PROBLEMS TO SOLVE:
1. In the passage on new accounting standards below, turn the paragraph beginning "In Zhou's summary" into a bulleted list of the possible deliberate profit manipulations it names.
2. According to the passage on new accounting standards below, which body sponsored the First Training Course on New Accounting Standards?

>> BEGIN SELECTION

At the First Training Course on New Accounting Standards sponsored by the China Securities Regulatory Commission under the auspices of the Shanghai Stock Exchange (SSE), Director Zhou Guoqing of the SSE Listed Company Department said that listed companies must not take advantage of changing accounting policies to manipulate profits for obtaining malfeasant interests.
In Zhou's summary, the possible deliberate profit manipulations include changes in accounting policies, corrections of estimation errors, measurement modes of fair value, disclosure of connected transactions as non-related ones for false debt reorganization and non-monetary assets exchange with no real transaction background. They also cover deliberate change of retaining methods and proportions such as unreasonably excessive retaining of impairment provisions and large-amount switching back after significant impairment provisions are made, capitalizing R&D expenditure by false or untrue information, deliberate change of consolidated statement scope or not fully offsetting transactions between companies within the scope.

>> END SELECTION
>> BEGIN INFORMATION SHOWN

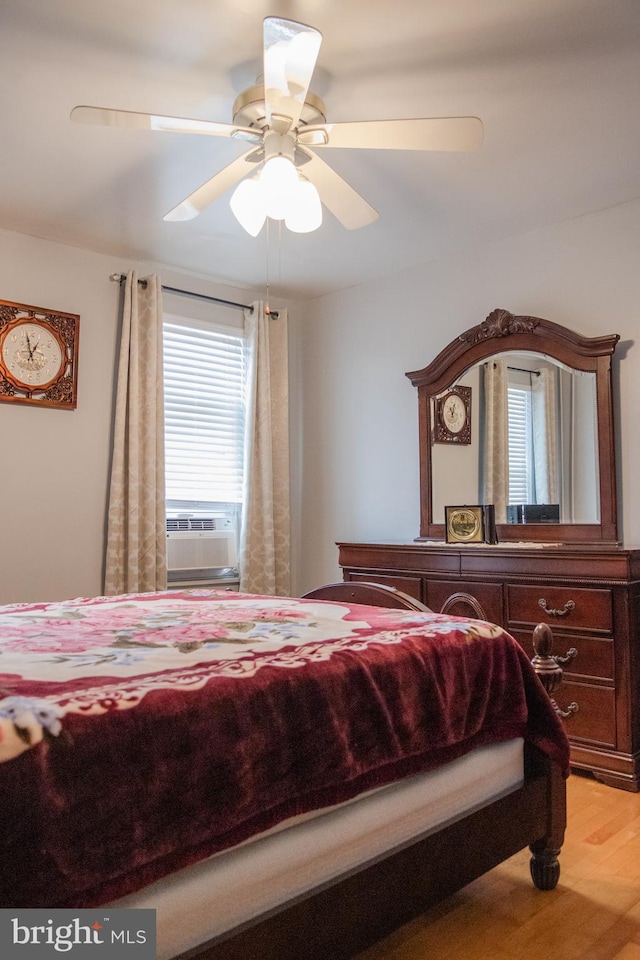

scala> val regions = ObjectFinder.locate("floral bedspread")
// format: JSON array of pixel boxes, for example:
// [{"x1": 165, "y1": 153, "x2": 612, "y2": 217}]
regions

>> END INFORMATION SHOWN

EXERCISE ANSWERS:
1.
- Changes in accounting policies
- Corrections of estimation errors
- Measurement modes of fair value
- Disclosing connected transactions as non-related ones for false debt reorganization and non-monetary asset exchanges with no real transaction background
- Deliberately changing retaining methods and proportions, such as unreasonably excessive retaining of impairment provisions and large-amount switching back after significant impairment provisions are made
- Capitalizing R&D expenditure using false or untrue information
- Deliberately changing the consolidated statement scope, or not fully offsetting transactions between companies within that scope

2. The China Securities Regulatory Commission.